- _EXERCISE_: Output each line of the data below as one string in a JSON list, leaving out any blank lines.

- _DATASET RECORDS_:
++++++++++
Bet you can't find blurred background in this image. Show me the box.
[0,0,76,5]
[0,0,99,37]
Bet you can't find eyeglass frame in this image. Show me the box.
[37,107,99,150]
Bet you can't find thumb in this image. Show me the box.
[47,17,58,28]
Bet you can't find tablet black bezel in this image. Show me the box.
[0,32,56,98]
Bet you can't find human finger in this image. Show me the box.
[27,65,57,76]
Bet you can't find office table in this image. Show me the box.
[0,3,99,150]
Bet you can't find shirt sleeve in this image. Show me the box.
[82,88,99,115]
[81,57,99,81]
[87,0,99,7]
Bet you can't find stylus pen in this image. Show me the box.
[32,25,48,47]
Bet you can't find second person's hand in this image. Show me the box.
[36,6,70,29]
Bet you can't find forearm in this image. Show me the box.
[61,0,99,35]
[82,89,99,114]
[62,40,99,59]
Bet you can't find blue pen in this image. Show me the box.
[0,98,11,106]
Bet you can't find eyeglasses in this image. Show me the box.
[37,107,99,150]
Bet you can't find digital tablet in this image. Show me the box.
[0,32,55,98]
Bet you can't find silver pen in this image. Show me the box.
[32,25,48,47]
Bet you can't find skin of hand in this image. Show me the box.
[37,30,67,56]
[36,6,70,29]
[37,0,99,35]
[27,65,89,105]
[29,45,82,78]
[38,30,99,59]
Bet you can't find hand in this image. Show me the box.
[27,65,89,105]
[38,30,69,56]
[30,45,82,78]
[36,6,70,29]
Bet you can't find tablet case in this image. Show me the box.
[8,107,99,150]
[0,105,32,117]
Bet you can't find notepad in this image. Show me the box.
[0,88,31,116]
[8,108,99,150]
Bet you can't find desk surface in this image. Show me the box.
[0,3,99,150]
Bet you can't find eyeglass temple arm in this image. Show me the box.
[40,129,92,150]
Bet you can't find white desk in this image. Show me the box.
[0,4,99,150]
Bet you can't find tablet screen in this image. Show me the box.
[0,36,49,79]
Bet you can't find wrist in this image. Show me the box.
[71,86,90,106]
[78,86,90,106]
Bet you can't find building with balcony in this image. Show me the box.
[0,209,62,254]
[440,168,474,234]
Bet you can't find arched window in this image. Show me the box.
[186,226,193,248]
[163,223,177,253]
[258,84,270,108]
++++++++++
- _CORRECT RESULT_:
[
  "Bet you can't find blurred background in this image. Show me the box.",
  "[0,0,76,5]",
  "[0,0,99,37]",
  "Bet you can't find eyeglass frame in this image. Show me the box.",
  "[37,107,99,150]",
  "Bet you can't find thumb in this image. Show me the box.",
  "[47,17,58,28]",
  "Bet you can't find tablet black bezel in this image. Show me the box.",
  "[0,32,56,98]",
  "Bet you can't find human finger in this image. Show me the box.",
  "[27,65,57,76]",
  "Bet you can't find office table in this image. Show me the box.",
  "[0,3,99,150]",
  "Bet you can't find shirt sleeve in this image. Show me the box.",
  "[82,88,99,115]",
  "[81,57,99,81]",
  "[87,0,99,7]",
  "Bet you can't find stylus pen in this image. Show me the box.",
  "[32,25,48,47]",
  "Bet you can't find second person's hand in this image. Show me the box.",
  "[36,6,70,29]",
  "Bet you can't find forearm in this image. Show me the box.",
  "[61,0,99,35]",
  "[82,89,99,114]",
  "[62,40,99,59]",
  "Bet you can't find blue pen in this image. Show me the box.",
  "[0,98,11,106]",
  "Bet you can't find eyeglasses in this image. Show me the box.",
  "[37,107,99,150]",
  "Bet you can't find digital tablet in this image. Show me the box.",
  "[0,32,55,98]",
  "Bet you can't find silver pen in this image. Show me the box.",
  "[32,25,48,47]",
  "Bet you can't find skin of hand in this image. Show me the box.",
  "[37,30,67,56]",
  "[36,6,70,29]",
  "[37,0,99,35]",
  "[27,65,89,105]",
  "[29,45,82,78]",
  "[38,30,99,59]",
  "Bet you can't find hand in this image. Show me the box.",
  "[27,65,89,105]",
  "[38,30,69,56]",
  "[30,45,82,78]",
  "[36,6,70,29]",
  "Bet you can't find tablet case in this image. Show me the box.",
  "[8,107,99,150]",
  "[0,105,32,117]",
  "Bet you can't find notepad in this image. Show me the box.",
  "[0,88,31,116]",
  "[8,108,99,150]",
  "Bet you can't find desk surface in this image. Show me the box.",
  "[0,3,99,150]",
  "Bet you can't find eyeglass temple arm in this image. Show me the box.",
  "[40,129,92,150]",
  "Bet you can't find white desk in this image. Show me the box.",
  "[0,4,99,150]",
  "Bet you can't find tablet screen in this image. Show me the box.",
  "[0,36,49,79]",
  "Bet you can't find wrist in this image. Show me the box.",
  "[71,86,90,106]",
  "[78,86,90,106]",
  "Bet you can't find building with balcony in this image. Show me the box.",
  "[0,209,62,254]",
  "[440,168,474,234]",
  "Bet you can't find arched window in this image. Show me the box.",
  "[186,226,193,248]",
  "[163,223,177,253]",
  "[258,84,270,108]"
]